The copy you produce must hold every record exactly, and none of the images.
Input data: Begin
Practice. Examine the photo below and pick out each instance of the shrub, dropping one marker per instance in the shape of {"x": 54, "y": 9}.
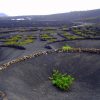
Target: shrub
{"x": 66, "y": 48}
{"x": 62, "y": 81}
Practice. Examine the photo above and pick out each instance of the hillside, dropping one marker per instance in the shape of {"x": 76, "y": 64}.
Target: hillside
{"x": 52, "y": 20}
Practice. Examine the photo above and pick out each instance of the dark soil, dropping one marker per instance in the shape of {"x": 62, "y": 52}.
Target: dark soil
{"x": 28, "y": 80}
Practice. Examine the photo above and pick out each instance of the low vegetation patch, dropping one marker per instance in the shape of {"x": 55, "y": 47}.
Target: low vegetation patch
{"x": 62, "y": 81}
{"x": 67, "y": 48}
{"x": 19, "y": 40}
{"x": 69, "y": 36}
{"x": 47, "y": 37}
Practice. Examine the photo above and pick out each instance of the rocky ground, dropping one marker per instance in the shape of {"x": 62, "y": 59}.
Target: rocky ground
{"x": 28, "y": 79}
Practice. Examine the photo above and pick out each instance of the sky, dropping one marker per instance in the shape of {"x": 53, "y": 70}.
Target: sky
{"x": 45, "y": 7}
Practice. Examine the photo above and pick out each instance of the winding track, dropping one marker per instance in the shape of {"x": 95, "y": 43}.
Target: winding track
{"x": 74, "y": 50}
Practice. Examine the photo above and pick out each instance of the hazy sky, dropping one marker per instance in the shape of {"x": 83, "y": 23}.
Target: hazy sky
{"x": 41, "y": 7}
Input data: End
▶ **Answer section**:
Practice. Examine the photo below and pick out each instance of the shrub, dropping one marker per instance in the shape of {"x": 54, "y": 9}.
Target: shrub
{"x": 66, "y": 48}
{"x": 62, "y": 81}
Practice. Examine the photo above and pick out each instance of the hillside, dropping one marker per instance in the shape of {"x": 76, "y": 64}.
Target: hillside
{"x": 52, "y": 20}
Practice. Examine the photo above and pick out each instance of the dark soil, dropping one marker per instance in the shape of {"x": 62, "y": 52}.
Target: dark soil
{"x": 28, "y": 80}
Practice. Examine the photo above and pick out each instance of the low vegetation patch, dropping one marker per instance in the shape of {"x": 55, "y": 47}.
Target: low vegetation patch
{"x": 62, "y": 81}
{"x": 67, "y": 48}
{"x": 19, "y": 40}
{"x": 69, "y": 36}
{"x": 47, "y": 37}
Practice. Examine the photo above and pick out each instance of the rocky ground, dropping one marker per instance in the shape of {"x": 62, "y": 59}.
Target: rocky ground
{"x": 28, "y": 79}
Practice. Examine the photo above and pick out each instance of the sky, dropping one marker per instance in the shape of {"x": 53, "y": 70}.
Target: sky
{"x": 45, "y": 7}
Practice. Examine the photo above and pick out each instance of the winding track, dropping one marker per instance in the shape of {"x": 95, "y": 43}.
Target: winding track
{"x": 74, "y": 50}
Practice. Examine the photo above and pick out each instance of the hazy sky, dropping one marker per instance in the shape of {"x": 83, "y": 23}.
Target: hazy sky
{"x": 41, "y": 7}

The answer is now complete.